# Start of Selected extract
Ancient Whatever Discovered in Pond!

CNN has a headline, “Dinosaur discovered in pond.”

The linked video is about a mammoth skeleton found in Michigan.

Mammoths were not dinosaurs! Not every old thing is a dinosaur!

Minimal effort would reveal this, or ask any six-year-old.

Headline writers are notoriously bad, but that’s bad even by those already low standards.

And as long as we’re being pendantic, I have to point out that the skeleton was a Mastodon, which isn’t the same as a Mammoth.

That’s what i get for being interrupted six times while trying to type a four-line post. :stuck_out_tongue:

First rule of reading the paper. Headlines are never written by a journalist, nor for that matter, anyone who has even read the story carefully. I’ve seen headlines in the sports section that proclaimed that the wrong team won. Headlines are written by a person whose only talent is knowing what length words will fit in the column space.

And Sailboat, what do you suppose happens when a headline writer gets interrupted?
# End of Selected extract
# Start of Data excerpts
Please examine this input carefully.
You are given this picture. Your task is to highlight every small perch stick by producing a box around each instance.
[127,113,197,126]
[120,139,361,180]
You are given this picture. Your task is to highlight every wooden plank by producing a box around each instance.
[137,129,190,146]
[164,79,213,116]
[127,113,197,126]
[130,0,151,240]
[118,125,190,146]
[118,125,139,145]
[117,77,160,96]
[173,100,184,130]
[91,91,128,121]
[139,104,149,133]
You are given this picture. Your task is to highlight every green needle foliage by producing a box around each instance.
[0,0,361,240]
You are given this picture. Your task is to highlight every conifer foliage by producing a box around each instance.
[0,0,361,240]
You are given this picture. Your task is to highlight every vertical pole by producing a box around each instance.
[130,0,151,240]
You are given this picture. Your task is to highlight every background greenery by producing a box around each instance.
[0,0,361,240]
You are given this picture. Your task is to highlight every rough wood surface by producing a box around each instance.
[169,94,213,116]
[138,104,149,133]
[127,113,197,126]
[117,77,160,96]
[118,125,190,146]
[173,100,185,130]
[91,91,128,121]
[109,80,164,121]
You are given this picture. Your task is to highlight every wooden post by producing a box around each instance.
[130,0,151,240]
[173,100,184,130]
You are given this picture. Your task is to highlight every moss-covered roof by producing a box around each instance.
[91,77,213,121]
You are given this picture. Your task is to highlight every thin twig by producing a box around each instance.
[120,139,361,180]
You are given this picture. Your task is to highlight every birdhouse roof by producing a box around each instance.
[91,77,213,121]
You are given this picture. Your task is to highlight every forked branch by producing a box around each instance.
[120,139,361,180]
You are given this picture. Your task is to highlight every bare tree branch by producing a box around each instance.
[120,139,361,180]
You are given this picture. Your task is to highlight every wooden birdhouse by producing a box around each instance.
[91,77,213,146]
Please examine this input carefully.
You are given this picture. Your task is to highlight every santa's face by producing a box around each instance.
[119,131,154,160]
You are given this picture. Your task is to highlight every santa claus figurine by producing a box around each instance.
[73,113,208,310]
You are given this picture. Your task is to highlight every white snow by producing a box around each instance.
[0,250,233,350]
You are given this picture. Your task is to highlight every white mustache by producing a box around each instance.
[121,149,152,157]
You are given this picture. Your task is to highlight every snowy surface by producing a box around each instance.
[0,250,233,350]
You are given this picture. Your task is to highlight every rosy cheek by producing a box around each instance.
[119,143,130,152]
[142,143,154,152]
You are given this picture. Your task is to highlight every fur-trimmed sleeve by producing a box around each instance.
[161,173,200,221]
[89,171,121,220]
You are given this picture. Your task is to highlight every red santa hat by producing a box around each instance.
# End of Data excerpts
Problem details -
According to the thread about the CNN headline, in which state was the skeleton found? The rows come from a separate source, not from the thread.

The output -
Michigan